▶ **GIVEN REQUEST**
Convert the data below into a JSON list of strings with one string per line, omitting blank lines. Leave the pictures out.

--- START OF MATERIAL FOR THIS TASK ---

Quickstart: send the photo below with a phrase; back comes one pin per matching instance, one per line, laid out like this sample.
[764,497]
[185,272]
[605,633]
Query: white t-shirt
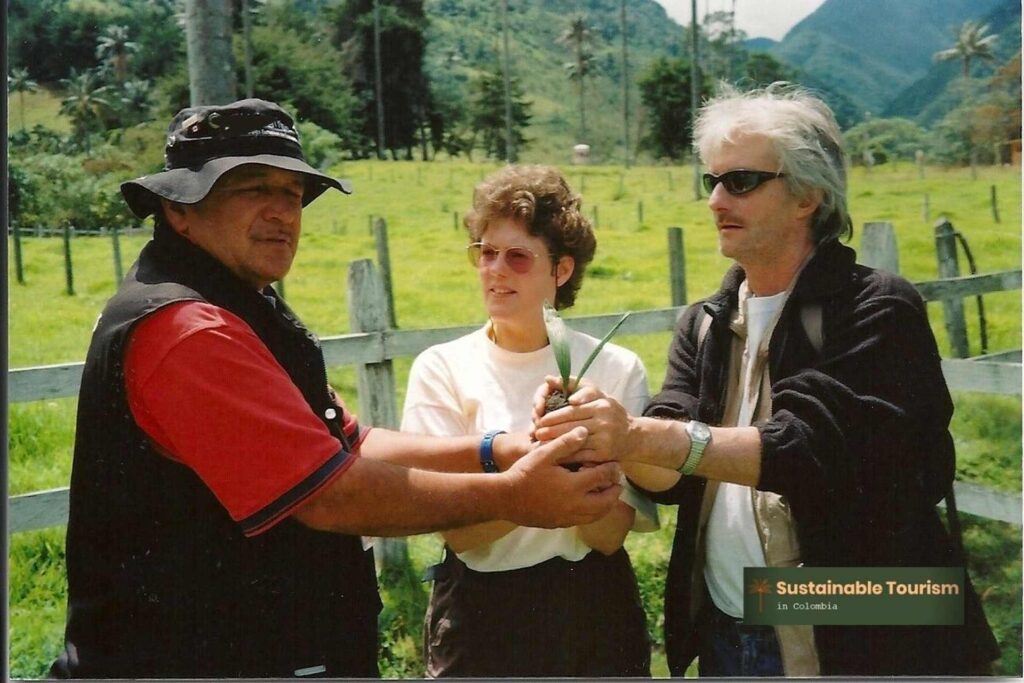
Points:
[732,540]
[471,385]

--- END OF MATERIAL FOR THIS TASK ---

▶ **RESULT**
[
  "Quickstart: send the photo below with a phrase; back comes one pin per matching instance, one per line, laid out like this sample.",
  "[764,497]",
  "[185,272]",
  "[605,633]",
  "Query: white t-shirt",
  "Points:",
  "[732,540]",
  "[471,385]"
]